Occupée tardivement, l’Islande a tout d’abord adopté les codes picturaux des colons norvégiens. Jusqu’à l’union avec la Norvège en 1254, l’île entretient des relations commerciales régulières avec l’Europe, et découvre ainsi les courants anglais, français et allemands. Cependant, les échanges avec l’étranger sont freinés par les puissances dominantes, la Norvège et le Danemark. Bien vite, les épidémies et les catastrophes naturelles entraînent une forte baisse démographique. Au XVIIIe siècle, les traditions picturales se perdent presque. Le renouveau survient par les poètes et les intellectuels, porteurs d’un sentiment d’appartenance naissant. Au XIXe siècle, l’art associe le sentiment national à la nature.

Peinture islandaise

En peinture, l’expression du lien fort qui unit l’homme à la nature a pour précurseur Johannes Kjarval (1885-1972). Artiste majeur, il est le premier peintre islandais à acquérir une renommée internationale. D’origine modeste, il devient pêcheur mais il aime dessiner. Grâce au soutien matériel des pêcheurs de l’île, il étudie aux Beaux-Arts du Danemark. C’est à Copenhague qu’il découvre les mouvements novateurs qui jalonnent sa carrière. Vénéré de son vivant, il demeure une légende en Islande. Sa vision mystique de la nature fait partie des aspects les plus appréciés de son œuvre. Car la notion d’une nature vivante sera le fil conducteur de sa carrière prolifique. Ses œuvres sont regroupées au Kjarvalsstaðir à Reykjavik, qui donne sur le Klambratún Park. Sur l’île, nombre de musées sont individuels : Gunnlaugur Scheving, Svavar Guðnason, Nína Tryggvadóttir, Helgi Þorgils Friðjónsson, Þórarinn B. Þorláksson, Ásgrímur Jónsson...

Le naturalisme domine la peinture islandaise jusque dans les années 1930. Un expressionnisme modéré commence alors à percer. Les paysages sont délaissés par la jeune génération qui retranscrit la réalité sociale, comme le milieu de la pêche et des travailleurs.

» **Travail demandé**:
1) D'après l'extrait sur la peinture islandaise, jusqu'à quand le naturalisme domine-t-il la peinture islandaise ?
2) Reprenez l'extrait sur la peinture islandaise après sa dernière phrase et poursuivez-le.

» **Données fournies**:
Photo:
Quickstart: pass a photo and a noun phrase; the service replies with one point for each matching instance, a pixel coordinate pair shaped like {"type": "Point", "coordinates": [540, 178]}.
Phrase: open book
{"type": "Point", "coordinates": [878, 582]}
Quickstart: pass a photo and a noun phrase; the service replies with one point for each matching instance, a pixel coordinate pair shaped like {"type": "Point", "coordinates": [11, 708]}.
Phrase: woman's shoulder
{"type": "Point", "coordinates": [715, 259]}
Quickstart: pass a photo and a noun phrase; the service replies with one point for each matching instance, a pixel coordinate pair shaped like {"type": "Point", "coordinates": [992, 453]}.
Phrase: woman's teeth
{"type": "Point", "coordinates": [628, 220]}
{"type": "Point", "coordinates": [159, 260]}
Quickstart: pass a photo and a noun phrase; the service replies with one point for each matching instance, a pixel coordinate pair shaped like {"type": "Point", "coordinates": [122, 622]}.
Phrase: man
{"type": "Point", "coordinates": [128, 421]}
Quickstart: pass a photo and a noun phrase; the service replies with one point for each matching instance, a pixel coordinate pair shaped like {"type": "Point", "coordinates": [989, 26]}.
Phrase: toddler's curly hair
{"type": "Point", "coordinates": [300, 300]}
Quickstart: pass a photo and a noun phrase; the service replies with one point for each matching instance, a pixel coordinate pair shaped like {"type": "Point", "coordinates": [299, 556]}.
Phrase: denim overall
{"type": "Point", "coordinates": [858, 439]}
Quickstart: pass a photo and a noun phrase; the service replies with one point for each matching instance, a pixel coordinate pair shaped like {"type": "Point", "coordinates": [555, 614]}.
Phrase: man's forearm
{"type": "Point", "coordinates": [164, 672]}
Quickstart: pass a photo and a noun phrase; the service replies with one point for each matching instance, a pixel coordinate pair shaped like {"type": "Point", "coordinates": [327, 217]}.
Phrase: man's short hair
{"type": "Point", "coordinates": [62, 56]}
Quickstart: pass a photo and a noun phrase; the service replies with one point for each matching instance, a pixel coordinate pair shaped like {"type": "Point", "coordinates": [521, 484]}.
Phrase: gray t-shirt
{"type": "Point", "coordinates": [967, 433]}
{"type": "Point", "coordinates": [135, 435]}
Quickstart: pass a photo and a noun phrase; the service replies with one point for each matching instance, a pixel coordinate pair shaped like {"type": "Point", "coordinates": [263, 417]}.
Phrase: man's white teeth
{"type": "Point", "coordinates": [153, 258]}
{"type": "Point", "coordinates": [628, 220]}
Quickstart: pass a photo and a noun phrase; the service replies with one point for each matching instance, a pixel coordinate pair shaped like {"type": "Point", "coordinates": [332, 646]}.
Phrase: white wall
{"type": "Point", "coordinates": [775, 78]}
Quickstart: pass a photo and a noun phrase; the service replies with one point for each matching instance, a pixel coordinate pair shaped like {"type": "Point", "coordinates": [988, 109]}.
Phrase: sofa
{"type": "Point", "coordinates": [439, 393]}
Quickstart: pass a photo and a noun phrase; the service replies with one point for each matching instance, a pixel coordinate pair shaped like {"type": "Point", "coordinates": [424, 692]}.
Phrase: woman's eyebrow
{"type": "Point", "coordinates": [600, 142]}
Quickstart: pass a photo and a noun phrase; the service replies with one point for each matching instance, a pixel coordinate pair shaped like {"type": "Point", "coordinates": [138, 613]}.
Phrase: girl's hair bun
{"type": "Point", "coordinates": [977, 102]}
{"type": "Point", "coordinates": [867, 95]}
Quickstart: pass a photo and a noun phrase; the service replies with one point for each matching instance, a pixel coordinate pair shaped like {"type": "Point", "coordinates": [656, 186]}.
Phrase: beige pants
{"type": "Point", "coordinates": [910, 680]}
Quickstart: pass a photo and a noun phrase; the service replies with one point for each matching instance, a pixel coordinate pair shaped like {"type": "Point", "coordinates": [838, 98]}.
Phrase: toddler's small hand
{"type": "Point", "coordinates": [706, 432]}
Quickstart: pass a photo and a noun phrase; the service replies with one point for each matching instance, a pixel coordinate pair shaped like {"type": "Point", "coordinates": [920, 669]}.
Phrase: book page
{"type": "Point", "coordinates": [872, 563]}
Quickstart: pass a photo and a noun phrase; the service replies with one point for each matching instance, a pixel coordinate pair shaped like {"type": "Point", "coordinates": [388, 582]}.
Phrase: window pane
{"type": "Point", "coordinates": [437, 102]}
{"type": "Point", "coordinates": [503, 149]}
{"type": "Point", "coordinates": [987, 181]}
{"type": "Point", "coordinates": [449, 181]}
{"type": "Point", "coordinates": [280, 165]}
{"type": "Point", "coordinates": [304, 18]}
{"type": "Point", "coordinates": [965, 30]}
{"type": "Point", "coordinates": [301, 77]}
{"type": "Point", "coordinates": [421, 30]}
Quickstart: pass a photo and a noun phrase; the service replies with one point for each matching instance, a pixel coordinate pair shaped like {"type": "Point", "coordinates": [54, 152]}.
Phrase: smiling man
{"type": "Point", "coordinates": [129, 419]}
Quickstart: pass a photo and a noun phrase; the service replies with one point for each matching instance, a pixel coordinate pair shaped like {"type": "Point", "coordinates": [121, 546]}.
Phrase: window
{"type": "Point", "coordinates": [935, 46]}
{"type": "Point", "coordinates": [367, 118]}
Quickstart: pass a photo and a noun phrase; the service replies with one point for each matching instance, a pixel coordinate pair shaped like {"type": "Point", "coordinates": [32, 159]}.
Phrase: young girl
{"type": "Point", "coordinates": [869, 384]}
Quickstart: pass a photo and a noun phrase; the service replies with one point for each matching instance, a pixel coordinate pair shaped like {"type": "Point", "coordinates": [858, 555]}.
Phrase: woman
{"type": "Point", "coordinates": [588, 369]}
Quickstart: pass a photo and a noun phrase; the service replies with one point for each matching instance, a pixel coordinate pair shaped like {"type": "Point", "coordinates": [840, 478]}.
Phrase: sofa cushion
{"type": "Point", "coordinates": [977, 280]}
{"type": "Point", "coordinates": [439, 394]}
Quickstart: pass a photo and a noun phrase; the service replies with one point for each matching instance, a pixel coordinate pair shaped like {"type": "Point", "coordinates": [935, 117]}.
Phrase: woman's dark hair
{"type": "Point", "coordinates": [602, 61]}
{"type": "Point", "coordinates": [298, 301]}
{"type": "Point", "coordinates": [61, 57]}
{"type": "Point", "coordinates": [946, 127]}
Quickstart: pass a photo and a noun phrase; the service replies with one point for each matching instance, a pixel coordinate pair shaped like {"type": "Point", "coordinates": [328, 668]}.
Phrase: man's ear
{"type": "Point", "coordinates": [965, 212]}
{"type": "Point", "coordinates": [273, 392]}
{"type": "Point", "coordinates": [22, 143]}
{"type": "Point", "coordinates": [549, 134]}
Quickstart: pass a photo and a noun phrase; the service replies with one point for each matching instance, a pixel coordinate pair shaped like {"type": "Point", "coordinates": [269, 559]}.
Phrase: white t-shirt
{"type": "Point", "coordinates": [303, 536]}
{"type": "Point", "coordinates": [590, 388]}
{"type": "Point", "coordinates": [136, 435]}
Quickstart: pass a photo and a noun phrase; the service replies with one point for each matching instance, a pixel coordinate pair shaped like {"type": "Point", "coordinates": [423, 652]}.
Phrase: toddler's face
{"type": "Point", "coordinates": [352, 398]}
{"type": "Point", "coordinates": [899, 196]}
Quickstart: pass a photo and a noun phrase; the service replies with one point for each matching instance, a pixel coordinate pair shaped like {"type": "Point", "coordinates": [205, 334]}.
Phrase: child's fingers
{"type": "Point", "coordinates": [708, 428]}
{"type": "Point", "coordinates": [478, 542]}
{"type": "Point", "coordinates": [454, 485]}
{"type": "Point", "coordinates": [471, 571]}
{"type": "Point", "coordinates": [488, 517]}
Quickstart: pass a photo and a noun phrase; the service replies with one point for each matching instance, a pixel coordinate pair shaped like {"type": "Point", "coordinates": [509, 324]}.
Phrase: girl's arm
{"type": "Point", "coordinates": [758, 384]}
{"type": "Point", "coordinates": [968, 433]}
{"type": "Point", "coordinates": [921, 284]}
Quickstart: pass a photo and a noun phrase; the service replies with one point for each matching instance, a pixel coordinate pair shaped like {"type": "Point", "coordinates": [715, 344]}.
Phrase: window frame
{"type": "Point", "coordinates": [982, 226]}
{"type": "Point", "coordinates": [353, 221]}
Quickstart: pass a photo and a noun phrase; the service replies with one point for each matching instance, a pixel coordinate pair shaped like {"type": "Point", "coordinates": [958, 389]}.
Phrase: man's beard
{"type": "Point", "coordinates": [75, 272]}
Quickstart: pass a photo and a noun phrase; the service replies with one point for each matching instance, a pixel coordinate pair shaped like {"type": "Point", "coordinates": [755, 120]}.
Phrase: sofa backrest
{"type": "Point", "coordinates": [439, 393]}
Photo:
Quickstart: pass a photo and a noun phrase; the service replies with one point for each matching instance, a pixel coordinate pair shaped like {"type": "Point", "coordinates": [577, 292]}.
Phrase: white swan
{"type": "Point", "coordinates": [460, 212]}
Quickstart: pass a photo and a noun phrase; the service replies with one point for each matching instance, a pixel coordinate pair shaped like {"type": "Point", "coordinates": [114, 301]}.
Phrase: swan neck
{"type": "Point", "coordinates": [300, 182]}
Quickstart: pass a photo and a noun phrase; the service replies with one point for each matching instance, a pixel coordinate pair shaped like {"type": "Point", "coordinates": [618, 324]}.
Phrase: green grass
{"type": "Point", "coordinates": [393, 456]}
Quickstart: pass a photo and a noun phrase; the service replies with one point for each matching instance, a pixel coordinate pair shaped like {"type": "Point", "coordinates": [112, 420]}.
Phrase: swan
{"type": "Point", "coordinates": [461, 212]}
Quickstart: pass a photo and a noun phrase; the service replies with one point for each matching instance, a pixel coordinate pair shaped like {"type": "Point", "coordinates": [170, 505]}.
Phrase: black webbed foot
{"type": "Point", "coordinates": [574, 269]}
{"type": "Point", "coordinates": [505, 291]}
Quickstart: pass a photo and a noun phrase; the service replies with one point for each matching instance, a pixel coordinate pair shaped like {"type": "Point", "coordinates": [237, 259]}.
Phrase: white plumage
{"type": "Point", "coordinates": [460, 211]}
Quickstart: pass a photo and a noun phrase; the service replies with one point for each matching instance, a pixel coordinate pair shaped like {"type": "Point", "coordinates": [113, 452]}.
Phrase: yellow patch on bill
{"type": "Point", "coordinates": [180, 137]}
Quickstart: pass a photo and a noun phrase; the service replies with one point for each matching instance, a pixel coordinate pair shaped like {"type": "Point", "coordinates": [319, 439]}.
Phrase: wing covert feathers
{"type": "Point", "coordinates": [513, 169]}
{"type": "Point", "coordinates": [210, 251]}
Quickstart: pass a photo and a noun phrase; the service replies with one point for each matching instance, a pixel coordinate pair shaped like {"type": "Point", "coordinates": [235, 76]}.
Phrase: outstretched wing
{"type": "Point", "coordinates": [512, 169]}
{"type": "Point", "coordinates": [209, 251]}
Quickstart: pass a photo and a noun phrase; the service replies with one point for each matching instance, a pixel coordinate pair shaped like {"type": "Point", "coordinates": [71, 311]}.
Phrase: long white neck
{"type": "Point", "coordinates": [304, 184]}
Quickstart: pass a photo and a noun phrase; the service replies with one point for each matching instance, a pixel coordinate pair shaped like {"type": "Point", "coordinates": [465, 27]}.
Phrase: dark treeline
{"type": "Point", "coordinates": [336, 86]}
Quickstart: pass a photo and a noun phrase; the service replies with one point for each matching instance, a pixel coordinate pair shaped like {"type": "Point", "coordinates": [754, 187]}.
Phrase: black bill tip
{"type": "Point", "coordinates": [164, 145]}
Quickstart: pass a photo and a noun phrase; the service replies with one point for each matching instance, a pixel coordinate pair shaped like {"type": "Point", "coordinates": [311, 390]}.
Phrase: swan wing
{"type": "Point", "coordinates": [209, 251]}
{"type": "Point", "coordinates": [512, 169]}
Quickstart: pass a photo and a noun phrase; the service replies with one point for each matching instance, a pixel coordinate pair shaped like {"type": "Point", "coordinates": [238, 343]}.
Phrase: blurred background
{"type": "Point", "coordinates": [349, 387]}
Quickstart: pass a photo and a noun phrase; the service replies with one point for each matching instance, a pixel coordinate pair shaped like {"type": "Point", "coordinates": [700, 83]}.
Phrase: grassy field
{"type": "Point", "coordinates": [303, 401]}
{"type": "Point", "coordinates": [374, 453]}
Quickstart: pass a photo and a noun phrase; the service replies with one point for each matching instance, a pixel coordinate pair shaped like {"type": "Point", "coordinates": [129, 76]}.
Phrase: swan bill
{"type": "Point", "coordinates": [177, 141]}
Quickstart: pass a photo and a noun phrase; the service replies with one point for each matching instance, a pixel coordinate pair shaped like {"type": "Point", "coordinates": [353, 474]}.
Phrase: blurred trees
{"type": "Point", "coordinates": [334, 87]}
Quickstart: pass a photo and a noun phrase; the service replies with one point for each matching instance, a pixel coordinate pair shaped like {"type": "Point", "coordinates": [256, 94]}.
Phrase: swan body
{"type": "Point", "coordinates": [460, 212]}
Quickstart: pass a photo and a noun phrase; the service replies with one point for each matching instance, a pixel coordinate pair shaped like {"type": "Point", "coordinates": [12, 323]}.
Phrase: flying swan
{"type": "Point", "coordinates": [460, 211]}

» **Corrigé de l'exercice**:
1) Jusque dans les années 1930.

2)
Art abstrait

Les années 1940 sont celles des peintres abstraits, menés par Svavar Gudnason et Thorvaldur Skulason. Dans la période faste de l’après-guerre, les premiers mouvements artistiques islandais se constituent. Peintres et écrivains prennent goût aux voyages. Mais ce sont les années 1960 qui sont cruciales pour l'art contemporain islandais. L’avant-garde s’affirme sous la houlette de Erro, Gunnar Örn Gunnarsson, Einar Hakonarson, Jon Gunnar Arnason, Magnus Palsson et Hreinn Fridfinnsson. Le groupe SUM, sous l’impulsion de Dieter Roth, laisse entrevoir les styles en cours à l’étranger. Par la suite, tous les courants occidentaux traverseront l’Islande : pop art, art conceptuel, land art, performances, puis nouvelle peinture dans les années 1980.

Figure de proue de l’avant-garde islandaise, Louisa Matthíasdóttir (1917-2000) se fait remarquer dès la fin des années 1930. Ses tableaux, peints à larges coups de brosse favorisent la forme géométrique. En fin de carrière, elle peindra des paysages islandais ainsi qu’une série d'autoportraits. Mariée à un Américain, elle n’abandonne jamais la spécificité de sa terre natale qui procure une luminosité audacieuse à ses toiles.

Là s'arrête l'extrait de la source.